■ SELECTED PASSAGE ■
****

What’s Unit Economic Profitability and Why do you Care?
The definition of unit economic profitability
Unit economic profitability is a measure of profitability on a per-unit basis, or a customer basis. In its simplest terms, this is revenues minus any costs associated with selling, which usually includes cost of goods sold and marketing, or customer acquisition cost. Revenue and COGS per customer are relatively understandable, so I want to explain marketing spend. Too often, many costs associated with acquiring a customer are forgotten, which can include marketing and sales salaries, brand spend and even sales commissions. More obvious sources are direct acquisition costs like paid advertising or partnerships.
Why does this matter more?
I often meet founders that are losing money per customer and assume they can figure it out later. While there is a great deal of ‘testing’ that needs to occur at the early stages of building a company, unit economic profitability is very hard to achieve if not done almost immediately. In other words, I (as an investor) don’t want to subsidize your customers’ purchases. Unlike corporate profitability, unit economic profitability is a real measure of the health of what you’re selling. Where there are set-up costs and significant investment in the business, it shouldn’t cost you money to sell your product.
Unit economic profitability can, and in healthy businesses, is, achieved very early on. Corporate profitability isn’t. As an investor, I know I’m looking at a healthy business when unit economic profitability is present, and one that is scalable. If a founder has proven that there is demand for a product and can make money per customer, I know that business can scale. After that, it’s a matter of increasing marketing spend to attract those “healthy” customers.

****

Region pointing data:

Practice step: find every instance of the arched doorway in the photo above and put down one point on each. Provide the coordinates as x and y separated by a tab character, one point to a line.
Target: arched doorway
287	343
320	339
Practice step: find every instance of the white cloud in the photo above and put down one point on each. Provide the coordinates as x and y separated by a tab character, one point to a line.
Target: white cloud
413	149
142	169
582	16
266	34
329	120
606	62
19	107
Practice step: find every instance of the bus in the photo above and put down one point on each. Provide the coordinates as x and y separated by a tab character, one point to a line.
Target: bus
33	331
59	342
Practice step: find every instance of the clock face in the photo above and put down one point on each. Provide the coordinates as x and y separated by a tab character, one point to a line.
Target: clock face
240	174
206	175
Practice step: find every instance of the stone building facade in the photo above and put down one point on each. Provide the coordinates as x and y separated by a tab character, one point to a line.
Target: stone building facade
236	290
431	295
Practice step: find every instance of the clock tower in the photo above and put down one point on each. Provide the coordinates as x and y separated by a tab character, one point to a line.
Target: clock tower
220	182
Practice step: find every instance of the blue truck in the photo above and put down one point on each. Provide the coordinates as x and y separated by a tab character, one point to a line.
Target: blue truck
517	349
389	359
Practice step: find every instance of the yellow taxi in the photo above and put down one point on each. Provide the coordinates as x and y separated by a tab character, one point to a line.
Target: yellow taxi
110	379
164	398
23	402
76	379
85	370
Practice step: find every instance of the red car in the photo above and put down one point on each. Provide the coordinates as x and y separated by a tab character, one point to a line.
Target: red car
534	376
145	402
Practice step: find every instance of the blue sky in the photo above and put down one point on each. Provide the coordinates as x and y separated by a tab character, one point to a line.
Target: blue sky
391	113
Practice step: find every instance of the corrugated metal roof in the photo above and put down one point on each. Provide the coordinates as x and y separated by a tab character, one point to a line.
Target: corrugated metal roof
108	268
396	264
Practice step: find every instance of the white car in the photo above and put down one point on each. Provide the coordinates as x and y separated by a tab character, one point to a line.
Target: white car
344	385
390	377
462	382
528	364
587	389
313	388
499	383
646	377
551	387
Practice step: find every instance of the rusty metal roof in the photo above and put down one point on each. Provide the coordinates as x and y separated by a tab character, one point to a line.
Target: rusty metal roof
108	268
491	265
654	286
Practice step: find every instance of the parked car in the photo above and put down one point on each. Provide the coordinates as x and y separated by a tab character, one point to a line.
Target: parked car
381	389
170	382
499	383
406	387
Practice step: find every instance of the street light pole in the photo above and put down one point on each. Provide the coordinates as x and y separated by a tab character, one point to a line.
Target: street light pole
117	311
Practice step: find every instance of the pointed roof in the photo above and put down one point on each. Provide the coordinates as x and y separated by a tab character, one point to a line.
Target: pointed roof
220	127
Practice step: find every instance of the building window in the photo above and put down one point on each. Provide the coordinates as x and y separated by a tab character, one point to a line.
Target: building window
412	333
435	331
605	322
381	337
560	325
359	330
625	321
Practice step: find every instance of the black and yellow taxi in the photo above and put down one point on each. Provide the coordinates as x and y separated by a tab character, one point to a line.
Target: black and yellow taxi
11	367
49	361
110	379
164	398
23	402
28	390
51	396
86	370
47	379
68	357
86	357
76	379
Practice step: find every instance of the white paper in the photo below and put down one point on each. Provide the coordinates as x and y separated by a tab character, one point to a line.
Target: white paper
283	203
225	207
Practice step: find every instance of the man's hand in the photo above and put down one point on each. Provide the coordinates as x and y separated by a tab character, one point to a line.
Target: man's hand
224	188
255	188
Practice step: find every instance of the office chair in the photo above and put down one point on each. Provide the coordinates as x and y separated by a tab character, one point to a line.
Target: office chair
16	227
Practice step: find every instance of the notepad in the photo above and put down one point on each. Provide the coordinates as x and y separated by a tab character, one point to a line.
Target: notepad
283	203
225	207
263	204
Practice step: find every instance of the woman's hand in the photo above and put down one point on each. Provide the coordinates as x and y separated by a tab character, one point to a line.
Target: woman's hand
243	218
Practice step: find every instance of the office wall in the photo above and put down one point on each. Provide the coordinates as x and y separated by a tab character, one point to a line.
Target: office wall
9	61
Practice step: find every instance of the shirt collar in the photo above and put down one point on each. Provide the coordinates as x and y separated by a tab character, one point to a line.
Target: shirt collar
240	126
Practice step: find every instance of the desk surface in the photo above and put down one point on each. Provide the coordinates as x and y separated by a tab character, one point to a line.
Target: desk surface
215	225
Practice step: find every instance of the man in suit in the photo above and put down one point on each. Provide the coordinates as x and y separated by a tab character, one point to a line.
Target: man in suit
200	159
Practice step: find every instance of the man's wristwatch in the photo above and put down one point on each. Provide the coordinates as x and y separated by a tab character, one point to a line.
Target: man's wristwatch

****

■ PROMPT ■
In the passage on unit economic profitability, which customer acquisition costs does the author say are often forgotten? The listing was taken from a source separate from the passage.

■ RESPONSE TO THIS TASK ■
Marketing and sales salaries, brand spend, and sales commissions.